» WHAT THE EXERCISE ASKS
In every line of the records, look for "wall", then report how many lines have it and nothing else.

|---|

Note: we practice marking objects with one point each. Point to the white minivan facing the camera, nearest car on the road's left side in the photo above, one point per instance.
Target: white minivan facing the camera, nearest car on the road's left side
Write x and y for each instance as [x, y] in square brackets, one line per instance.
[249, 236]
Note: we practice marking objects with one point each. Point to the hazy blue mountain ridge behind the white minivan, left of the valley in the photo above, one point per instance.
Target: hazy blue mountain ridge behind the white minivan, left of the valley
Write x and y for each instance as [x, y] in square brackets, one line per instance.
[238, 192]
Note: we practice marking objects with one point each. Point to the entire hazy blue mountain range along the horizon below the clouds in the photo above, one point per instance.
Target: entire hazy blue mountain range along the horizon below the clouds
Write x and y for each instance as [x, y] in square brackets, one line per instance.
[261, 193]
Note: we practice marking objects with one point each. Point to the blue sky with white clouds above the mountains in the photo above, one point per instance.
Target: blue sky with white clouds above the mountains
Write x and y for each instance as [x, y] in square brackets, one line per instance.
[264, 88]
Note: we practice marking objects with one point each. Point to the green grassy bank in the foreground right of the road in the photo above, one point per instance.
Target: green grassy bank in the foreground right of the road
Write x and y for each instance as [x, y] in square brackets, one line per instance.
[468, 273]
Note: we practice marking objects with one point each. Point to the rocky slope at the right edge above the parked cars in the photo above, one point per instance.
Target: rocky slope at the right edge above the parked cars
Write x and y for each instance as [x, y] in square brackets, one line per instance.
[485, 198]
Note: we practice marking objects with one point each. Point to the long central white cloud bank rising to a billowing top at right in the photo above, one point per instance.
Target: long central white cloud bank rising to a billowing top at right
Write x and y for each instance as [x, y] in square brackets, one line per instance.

|---|

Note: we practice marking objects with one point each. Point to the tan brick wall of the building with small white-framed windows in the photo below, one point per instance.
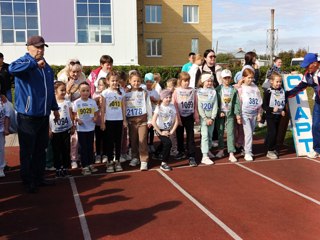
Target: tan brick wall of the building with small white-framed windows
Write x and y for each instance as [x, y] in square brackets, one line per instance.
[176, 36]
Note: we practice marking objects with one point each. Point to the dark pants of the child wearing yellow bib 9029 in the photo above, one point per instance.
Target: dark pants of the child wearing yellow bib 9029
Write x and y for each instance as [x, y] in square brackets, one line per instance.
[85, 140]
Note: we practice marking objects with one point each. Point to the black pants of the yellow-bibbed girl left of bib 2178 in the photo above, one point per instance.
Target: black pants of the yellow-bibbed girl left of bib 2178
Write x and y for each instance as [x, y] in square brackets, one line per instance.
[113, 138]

|---|

» RESULT FOR THIS TASK
2